# [Short task]
Can you copy the material below word for word, starting at the line that contains "the woman's teeth" and continuing through the end of the material, with no pictures included?

(Records from a point-labeling set)
-=-=-=-=-

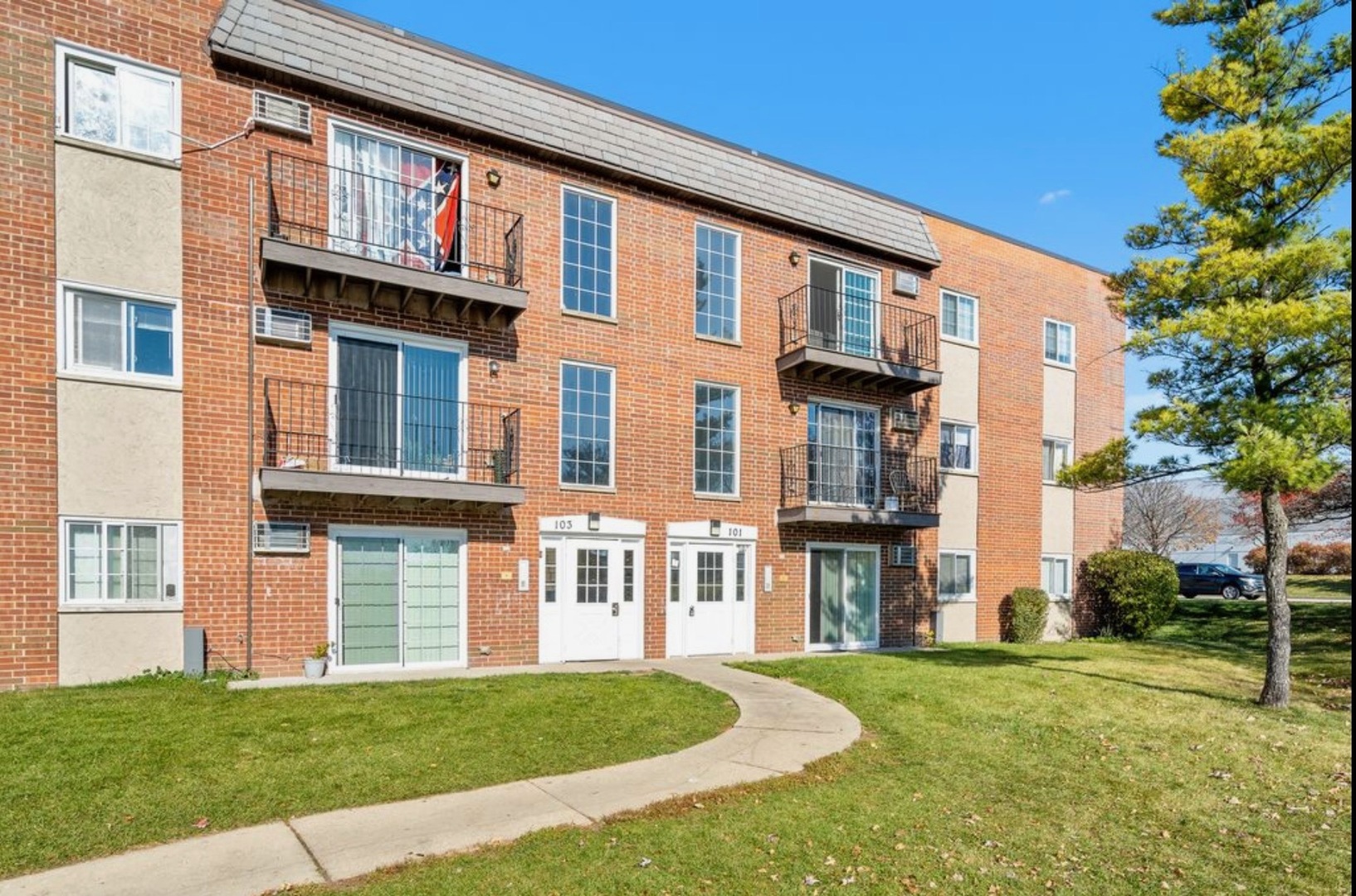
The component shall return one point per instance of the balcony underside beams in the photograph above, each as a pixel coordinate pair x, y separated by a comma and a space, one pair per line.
295, 269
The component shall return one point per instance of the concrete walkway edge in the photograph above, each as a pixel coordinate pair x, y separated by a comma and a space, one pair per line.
782, 728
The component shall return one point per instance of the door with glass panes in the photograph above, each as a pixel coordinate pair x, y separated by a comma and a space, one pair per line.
398, 599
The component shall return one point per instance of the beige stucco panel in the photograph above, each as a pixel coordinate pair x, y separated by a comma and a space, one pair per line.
959, 382
120, 450
958, 621
1056, 519
959, 510
104, 647
1061, 395
120, 222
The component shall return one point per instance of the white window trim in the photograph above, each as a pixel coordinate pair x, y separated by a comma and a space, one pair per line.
66, 51
403, 533
739, 440
560, 427
970, 597
118, 606
739, 284
845, 547
1069, 446
1073, 344
66, 337
1069, 575
560, 222
974, 449
941, 334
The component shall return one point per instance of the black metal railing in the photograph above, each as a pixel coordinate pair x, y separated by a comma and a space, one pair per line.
849, 324
391, 220
871, 479
339, 430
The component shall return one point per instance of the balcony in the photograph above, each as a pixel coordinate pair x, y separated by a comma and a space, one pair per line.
826, 485
354, 237
851, 340
374, 444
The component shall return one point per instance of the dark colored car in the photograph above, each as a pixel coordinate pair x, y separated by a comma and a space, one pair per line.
1215, 577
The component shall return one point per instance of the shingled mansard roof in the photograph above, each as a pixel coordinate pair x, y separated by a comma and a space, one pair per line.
354, 56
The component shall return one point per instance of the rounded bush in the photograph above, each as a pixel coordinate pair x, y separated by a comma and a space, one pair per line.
1134, 592
1031, 606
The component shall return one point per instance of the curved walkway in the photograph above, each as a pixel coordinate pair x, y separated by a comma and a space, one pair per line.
782, 727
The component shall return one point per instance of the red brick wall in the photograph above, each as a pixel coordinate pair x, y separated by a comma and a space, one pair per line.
651, 346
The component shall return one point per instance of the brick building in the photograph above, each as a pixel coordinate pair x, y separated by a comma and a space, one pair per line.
322, 333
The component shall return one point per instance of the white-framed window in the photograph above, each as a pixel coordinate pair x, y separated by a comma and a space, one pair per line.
716, 440
718, 284
1059, 343
117, 102
956, 575
958, 448
1056, 455
959, 316
1056, 577
588, 254
588, 411
120, 335
120, 562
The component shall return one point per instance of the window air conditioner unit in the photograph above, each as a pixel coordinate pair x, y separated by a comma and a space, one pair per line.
281, 113
904, 556
282, 538
905, 421
906, 284
280, 324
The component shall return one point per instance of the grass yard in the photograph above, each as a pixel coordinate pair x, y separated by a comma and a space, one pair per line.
1330, 587
1093, 767
92, 770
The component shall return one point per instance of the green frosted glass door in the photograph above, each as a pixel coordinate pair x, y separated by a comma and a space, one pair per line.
369, 601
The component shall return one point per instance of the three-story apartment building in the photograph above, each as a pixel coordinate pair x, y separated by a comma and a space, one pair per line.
322, 333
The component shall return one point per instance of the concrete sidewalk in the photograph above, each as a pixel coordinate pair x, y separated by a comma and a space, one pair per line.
782, 727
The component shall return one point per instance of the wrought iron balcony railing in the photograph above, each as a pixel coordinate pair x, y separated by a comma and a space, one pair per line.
376, 433
400, 222
868, 479
856, 325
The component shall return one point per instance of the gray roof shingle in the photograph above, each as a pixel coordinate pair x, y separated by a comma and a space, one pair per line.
311, 41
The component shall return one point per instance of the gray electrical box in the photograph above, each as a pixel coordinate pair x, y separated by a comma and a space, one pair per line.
194, 651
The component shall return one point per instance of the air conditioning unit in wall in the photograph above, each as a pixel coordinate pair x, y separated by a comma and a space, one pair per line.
282, 538
905, 421
282, 113
284, 325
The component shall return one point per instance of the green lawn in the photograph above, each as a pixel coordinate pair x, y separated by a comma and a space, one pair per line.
92, 770
1332, 587
1092, 767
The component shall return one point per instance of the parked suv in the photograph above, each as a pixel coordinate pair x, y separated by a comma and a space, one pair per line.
1215, 577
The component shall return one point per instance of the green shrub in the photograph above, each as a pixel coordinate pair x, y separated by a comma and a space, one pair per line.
1031, 606
1134, 592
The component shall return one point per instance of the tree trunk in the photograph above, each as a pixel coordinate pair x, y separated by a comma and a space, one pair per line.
1276, 537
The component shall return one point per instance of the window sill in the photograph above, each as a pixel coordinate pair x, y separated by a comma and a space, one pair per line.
66, 140
113, 380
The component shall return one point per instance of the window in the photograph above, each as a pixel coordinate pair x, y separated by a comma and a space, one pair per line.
958, 448
120, 337
718, 284
958, 316
716, 440
588, 254
1054, 457
115, 102
586, 414
1059, 342
956, 575
1054, 577
115, 562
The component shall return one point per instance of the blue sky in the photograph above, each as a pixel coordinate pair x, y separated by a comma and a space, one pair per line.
1035, 119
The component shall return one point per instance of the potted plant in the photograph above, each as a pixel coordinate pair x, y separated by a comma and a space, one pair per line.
315, 665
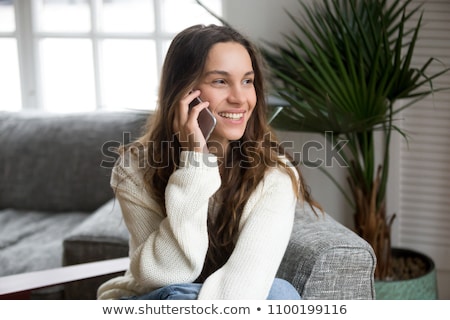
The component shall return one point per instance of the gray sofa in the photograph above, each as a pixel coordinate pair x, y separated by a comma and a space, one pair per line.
57, 208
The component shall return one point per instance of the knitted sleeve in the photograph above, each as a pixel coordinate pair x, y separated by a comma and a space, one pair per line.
265, 229
168, 249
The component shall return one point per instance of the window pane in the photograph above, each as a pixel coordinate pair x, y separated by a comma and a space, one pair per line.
63, 15
7, 20
10, 98
127, 16
67, 75
179, 14
129, 74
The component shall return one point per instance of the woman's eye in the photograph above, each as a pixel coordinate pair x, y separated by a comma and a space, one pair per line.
219, 82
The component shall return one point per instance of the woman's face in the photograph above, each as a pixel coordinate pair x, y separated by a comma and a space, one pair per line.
227, 84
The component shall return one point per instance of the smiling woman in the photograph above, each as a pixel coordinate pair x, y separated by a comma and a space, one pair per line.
215, 220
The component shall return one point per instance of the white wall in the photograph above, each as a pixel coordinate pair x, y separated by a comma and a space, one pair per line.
267, 20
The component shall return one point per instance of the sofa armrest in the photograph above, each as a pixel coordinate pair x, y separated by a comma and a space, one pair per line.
325, 260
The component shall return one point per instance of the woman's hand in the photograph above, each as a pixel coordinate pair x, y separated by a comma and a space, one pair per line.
186, 126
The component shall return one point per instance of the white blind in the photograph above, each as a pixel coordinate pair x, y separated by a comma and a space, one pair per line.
424, 171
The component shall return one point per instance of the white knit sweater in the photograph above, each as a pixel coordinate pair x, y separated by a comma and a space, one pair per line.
171, 249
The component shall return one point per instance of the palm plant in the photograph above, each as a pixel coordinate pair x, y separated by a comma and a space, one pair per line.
343, 71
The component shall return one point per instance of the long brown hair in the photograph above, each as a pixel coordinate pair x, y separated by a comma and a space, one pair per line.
247, 160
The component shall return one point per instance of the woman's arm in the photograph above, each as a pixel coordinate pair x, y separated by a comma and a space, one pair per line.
168, 249
265, 229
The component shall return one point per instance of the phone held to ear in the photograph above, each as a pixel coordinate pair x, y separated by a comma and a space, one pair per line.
206, 119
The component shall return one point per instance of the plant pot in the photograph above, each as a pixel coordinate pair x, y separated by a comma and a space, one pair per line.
423, 287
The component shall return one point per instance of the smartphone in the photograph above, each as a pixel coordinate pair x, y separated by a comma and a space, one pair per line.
206, 119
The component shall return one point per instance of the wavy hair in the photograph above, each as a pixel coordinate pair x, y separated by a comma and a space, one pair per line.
247, 160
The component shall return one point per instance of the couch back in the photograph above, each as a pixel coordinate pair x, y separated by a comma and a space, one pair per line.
61, 162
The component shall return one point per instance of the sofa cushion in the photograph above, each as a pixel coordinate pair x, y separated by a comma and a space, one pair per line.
101, 236
31, 241
326, 260
61, 162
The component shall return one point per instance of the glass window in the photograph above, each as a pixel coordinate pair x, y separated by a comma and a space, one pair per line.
67, 75
83, 55
10, 97
179, 14
126, 16
129, 78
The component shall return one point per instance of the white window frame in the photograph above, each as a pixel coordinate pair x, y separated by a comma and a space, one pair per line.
28, 38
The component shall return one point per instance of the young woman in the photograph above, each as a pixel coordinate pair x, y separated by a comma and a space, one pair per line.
207, 219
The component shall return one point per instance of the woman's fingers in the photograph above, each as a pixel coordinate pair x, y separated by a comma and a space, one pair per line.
186, 123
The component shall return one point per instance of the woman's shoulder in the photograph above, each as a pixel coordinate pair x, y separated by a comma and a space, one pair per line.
130, 167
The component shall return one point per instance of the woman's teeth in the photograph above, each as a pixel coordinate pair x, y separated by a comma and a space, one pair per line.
233, 116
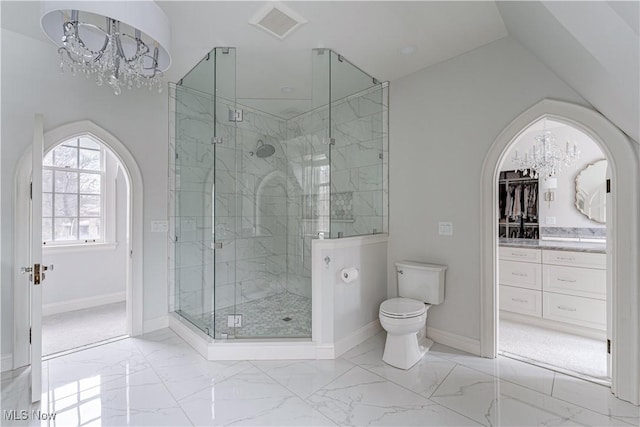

-=-=-=-=-

# [Solution for this task]
The component shall return one point per instance of the woman's teeth in the photograph above, each as a pixel coordinate pair x, y separated by a comma and a space, one pair per line.
233, 116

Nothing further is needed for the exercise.